## Tugas Tertulis A
Saring baris data di bawah dan salin setiap baris yang memuat kata "plant". Huruf besar dan kecil dibedakan.

## Teks Dokumen
Thursday, March 21, 2013

Udara Baru



Kehilangan seorang sahabat itu seperti menghirup udara yang berbeda dari sebelumnya. Apalagi sahabat yang setiap hari menemanimu melangkah, bahkan menuju toilet sekalipun. Tidak kita sadari, kehadiran sahabat juga merupakan titik dimana kita harus bisa menata diri dan perasaan. Sahabatlah yang ada ketika kamu butuh teman berbicara dan teman untuk dipukul ketika sedih.
Setiap hari kita menghirup udara yang sama. Sudah terasa akrab dan hangat. Terasa seperti rumah. Karena seorang sahabatlah kita bisa berbagi dunia kecil kita, dunia singkat kita, dan membaginya, meskipun itu susah dan senang.
Kita tidak pernah mengatakan sahabat satu sama lain. Tapi, secara otomatis dalam diri kita, terutama diriku, sudah terikat dengan memori tentang kita. Meskipun saat disinggung masalah sahabat, kita akn kikuk. Kita masih malu untuk mengatakan sahabat pada satu sama lain. Membohongi hati.
Aku kira kita bisa duduk sebangku untuk tiga tahun ini. Ujian nasional bersama, menyontek bersama, bercanda, dan merahan. Serta lulus bersama.

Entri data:
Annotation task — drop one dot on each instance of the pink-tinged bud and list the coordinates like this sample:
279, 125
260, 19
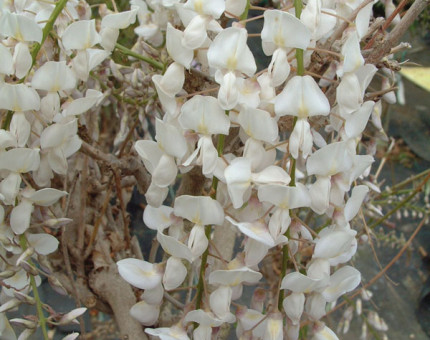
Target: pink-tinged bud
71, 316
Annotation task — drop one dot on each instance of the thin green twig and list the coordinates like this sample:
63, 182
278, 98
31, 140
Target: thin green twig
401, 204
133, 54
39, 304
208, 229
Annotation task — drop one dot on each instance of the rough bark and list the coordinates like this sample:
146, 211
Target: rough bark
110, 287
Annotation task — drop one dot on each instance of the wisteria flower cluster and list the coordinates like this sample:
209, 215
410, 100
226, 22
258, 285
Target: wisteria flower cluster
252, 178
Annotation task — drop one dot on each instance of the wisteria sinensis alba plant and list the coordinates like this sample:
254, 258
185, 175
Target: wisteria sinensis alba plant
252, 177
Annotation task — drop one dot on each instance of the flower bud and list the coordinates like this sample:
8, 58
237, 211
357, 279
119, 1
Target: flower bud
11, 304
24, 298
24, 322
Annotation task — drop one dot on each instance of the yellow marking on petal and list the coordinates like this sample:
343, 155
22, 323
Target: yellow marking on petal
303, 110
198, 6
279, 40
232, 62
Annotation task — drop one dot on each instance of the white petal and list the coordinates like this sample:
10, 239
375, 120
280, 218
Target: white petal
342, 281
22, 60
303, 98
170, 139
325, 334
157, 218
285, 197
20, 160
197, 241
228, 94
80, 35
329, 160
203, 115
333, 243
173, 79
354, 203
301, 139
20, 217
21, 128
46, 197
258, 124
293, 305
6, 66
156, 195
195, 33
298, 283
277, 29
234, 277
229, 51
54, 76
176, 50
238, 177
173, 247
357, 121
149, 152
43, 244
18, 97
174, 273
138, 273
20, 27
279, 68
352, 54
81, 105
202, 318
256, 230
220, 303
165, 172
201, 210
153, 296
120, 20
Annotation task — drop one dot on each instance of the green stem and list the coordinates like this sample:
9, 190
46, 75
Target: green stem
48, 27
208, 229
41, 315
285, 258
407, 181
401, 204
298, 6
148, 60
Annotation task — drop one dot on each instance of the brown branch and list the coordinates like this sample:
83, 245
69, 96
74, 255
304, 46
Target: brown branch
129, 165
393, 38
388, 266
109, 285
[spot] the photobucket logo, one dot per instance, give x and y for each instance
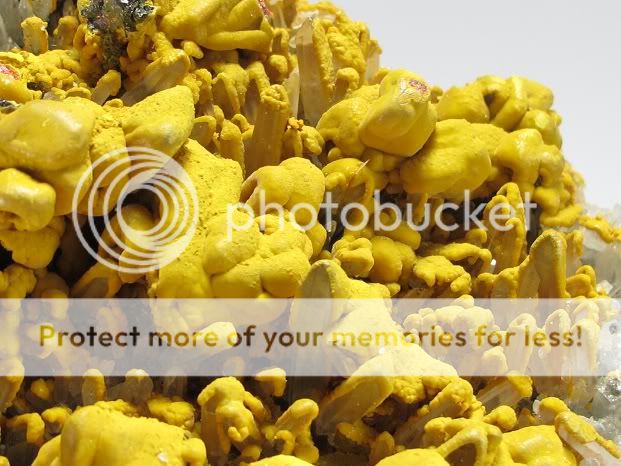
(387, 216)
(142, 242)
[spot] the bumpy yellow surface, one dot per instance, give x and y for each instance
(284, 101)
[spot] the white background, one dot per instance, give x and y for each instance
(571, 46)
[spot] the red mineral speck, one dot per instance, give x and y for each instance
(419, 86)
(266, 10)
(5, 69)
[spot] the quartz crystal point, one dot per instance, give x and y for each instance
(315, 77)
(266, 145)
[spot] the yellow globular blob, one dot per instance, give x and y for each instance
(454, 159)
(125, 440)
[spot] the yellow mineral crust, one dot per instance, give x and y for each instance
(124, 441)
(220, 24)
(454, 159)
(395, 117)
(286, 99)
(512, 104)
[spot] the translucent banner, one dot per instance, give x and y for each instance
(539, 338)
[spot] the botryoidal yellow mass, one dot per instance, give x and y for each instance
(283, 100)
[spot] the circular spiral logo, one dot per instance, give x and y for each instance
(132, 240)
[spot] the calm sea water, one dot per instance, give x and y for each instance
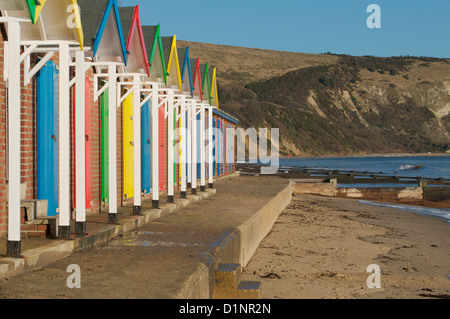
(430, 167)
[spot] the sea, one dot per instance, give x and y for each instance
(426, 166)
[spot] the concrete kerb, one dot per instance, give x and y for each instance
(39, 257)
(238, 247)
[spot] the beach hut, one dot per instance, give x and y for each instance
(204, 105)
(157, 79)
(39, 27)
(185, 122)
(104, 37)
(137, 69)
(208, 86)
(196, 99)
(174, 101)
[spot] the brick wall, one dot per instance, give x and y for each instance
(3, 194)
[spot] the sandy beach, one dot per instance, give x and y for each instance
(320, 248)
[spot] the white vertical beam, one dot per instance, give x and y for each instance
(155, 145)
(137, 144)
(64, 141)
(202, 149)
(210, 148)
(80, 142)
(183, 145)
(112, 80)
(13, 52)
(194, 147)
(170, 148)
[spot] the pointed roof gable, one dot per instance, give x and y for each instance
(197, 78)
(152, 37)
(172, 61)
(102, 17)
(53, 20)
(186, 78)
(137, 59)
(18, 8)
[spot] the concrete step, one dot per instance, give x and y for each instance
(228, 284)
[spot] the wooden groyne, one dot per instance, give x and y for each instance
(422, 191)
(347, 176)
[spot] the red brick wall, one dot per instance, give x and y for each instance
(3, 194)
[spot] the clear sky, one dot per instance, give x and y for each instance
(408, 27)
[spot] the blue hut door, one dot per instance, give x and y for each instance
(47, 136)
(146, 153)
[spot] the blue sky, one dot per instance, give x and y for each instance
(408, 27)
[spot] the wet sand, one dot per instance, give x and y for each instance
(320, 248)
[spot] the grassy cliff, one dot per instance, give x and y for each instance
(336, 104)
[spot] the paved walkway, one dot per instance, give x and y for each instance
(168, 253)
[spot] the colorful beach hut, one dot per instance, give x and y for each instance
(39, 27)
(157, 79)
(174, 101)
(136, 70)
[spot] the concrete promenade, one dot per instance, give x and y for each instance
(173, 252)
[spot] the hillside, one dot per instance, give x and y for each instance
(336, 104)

## Tugas Tertulis B
Lanjutkan tulisan tentang sahabat di atas, mulai setelah kalimat terakhirnya.

## Hasil Latihan A
Annotation task — drop one dot on each instance of the wisteria sinensis alba plant and list the coordinates like this sample:
Target: wisteria sinensis alba plant

## Hasil Latihan B
Pada dasarnya aku hanya takut. Jika tidak ada kamu, aku bagaikan cangkang kosong. Tidak ada yang mampu menopong diriku, bahkan diriku sendiri. Kamu yang selalu menguatkanku. Memintaku untuk maju dan terus berbaur.
Banyak hal yang aku sadari telah banyak menyakitimu, bahkan aku belum mengucapkan maaf sama sekali. Banyak hal yang belum kita lakukan bersama. Banyak hal yang aku sesali kini. Banyak sekali.
Waktu terkadang sangat lancang. Membiarkan kita berpisah tanpa peringatan, tanpa aba-aba. Namun aku bersyukur, terakhir kali kita bercakap, aku mampu memberikan sedikit rahasia besarku padamu. Karena aku memang sangat ingin berbagi denganmu. Sangat ingin.
Bahkan film-film yang rencananya aku ingin bagi denganmu, masih teronggok rapi difolder laptop jelekku. Banyak cerita yang sebenarnya aku pendam untuk kubagi denganmu ketika aku siap. Namun, seperti yang aku torehkan tadi, waktu hanya memberikan sedikit kesempatan bagi kita.
Kini, kamu tahu, aku selalu berangkat pagi, menunggu siapa pun yang mau duduk disampingku, menggantikanmu. Terkadang aku sedikit sedih, hari terakhir aku melihatmu, kita tidak sebangku. Aku sangat sedih, ketika bel berbunyi kamu tak kunjung memasuki pintu dan nyengir kuda terhadapku. Aku sangat sedih ketika semua guru mengira ada yang tidak masuk karena bangku tersisa satu. Aku selalu berusaha menempatkan dirimu dibangku itu dengan imajinasiku. Apa aku sanggup bertahan di kelas tiga tanpa teman sepertimu?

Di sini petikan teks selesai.